_Direction_. Copy each of the items below word for word, leaving the pictures out.

— start of Stored data —

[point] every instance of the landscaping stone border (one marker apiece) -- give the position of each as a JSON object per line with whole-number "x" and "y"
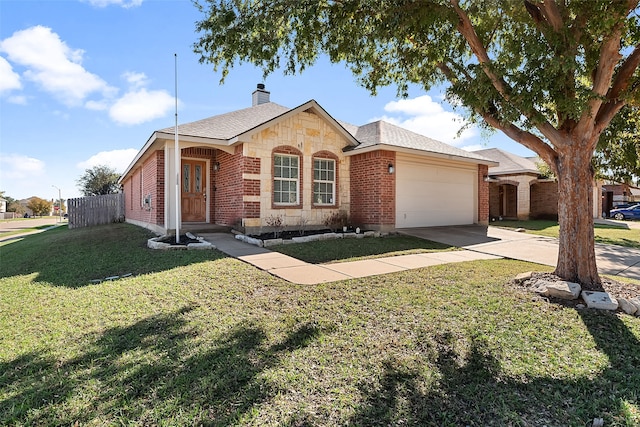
{"x": 156, "y": 243}
{"x": 304, "y": 239}
{"x": 564, "y": 290}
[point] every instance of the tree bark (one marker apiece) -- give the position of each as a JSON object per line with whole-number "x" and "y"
{"x": 576, "y": 255}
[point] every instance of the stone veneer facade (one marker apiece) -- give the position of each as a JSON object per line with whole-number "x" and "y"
{"x": 240, "y": 185}
{"x": 147, "y": 180}
{"x": 307, "y": 136}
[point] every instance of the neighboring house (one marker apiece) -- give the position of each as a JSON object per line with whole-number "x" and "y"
{"x": 518, "y": 191}
{"x": 614, "y": 194}
{"x": 301, "y": 165}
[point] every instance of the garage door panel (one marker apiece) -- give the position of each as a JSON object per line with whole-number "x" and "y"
{"x": 431, "y": 195}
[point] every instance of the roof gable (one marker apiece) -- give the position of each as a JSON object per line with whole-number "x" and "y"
{"x": 509, "y": 163}
{"x": 229, "y": 125}
{"x": 381, "y": 134}
{"x": 239, "y": 125}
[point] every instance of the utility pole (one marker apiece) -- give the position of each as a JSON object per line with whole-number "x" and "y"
{"x": 59, "y": 203}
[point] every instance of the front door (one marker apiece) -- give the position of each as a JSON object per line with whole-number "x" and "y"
{"x": 194, "y": 190}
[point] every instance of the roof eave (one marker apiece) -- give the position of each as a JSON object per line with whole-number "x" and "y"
{"x": 416, "y": 151}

— end of Stored data —

_Solution for this exercise_.
[point] every instance of the landscaping stone border (one marker apiece) -- give the position of each as a JSON object per line with whole-number "x" and "y"
{"x": 156, "y": 243}
{"x": 304, "y": 239}
{"x": 564, "y": 290}
[point] every instance of the tree bark (one marker apiece) -- give the position of each as a JSON object per line with whole-number "x" and "y"
{"x": 576, "y": 255}
[point] every instance of the stone veneer facade (one marker apiece) -- give the position of each as a JSON object per line with whole-number "x" and "y"
{"x": 240, "y": 185}
{"x": 147, "y": 180}
{"x": 307, "y": 136}
[point] every instance of the neighboring house (one marker apiece) -- give the position of each as a JSON object per line with whole-number "x" and "y"
{"x": 518, "y": 191}
{"x": 614, "y": 194}
{"x": 301, "y": 165}
[point] every instance of the garage door panel (one marker apiece) -- give the position of each as a JSON object per line with whole-number "x" and "y"
{"x": 431, "y": 195}
[point] every instance of the roof gable (one marker apiece) -- give the position of each as a JSON object per line with whole-number "x" and "y"
{"x": 509, "y": 163}
{"x": 229, "y": 125}
{"x": 381, "y": 134}
{"x": 239, "y": 125}
[point] every instance of the utility pole (one marker apiece) -- give the position of each as a JSON object per line with whole-number "x" and "y"
{"x": 59, "y": 203}
[point] every instance of the front door (one marker apiece) -- give the position of each as a JSON object per line with whole-number "x" and "y"
{"x": 194, "y": 190}
[point] every instance of the roof eave (one marker apiece) -- give the position of each as a JSON object per line with whole-number "x" and "y"
{"x": 416, "y": 151}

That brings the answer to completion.